*** Material to process ***

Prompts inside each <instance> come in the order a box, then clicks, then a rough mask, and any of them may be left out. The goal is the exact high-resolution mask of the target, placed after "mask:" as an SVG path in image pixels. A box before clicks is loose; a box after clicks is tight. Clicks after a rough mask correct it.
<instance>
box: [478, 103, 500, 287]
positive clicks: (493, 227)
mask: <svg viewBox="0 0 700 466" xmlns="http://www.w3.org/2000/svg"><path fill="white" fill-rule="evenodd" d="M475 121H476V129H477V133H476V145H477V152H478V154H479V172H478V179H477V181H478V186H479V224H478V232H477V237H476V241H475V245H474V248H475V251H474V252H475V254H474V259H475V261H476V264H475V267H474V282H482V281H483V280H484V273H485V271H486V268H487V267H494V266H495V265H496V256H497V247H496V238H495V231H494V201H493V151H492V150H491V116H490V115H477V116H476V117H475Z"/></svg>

*** End of Material to process ***

Task to complete: Take each line of the listing above and set it down again exactly.

Exercise solution:
Prompts inside each <instance> come in the order a box, then clicks, then a rough mask, and any of them may be left out. The goal is the exact high-resolution mask of the target, placed after "mask:" as an SVG path in image pixels. A box before clicks is loose; a box after clicks is tight. Clicks after a rough mask correct it.
<instance>
box: [478, 103, 500, 287]
positive clicks: (493, 227)
mask: <svg viewBox="0 0 700 466" xmlns="http://www.w3.org/2000/svg"><path fill="white" fill-rule="evenodd" d="M475 121H476V129H477V133H476V145H477V152H478V154H479V172H478V179H477V181H478V186H479V224H478V232H477V237H476V241H475V245H474V248H475V251H474V252H475V254H474V259H475V261H476V264H475V267H474V282H482V281H483V280H484V273H485V271H486V268H487V267H494V266H495V265H496V256H497V247H496V238H495V231H494V201H493V151H492V150H491V116H490V115H477V116H476V117H475Z"/></svg>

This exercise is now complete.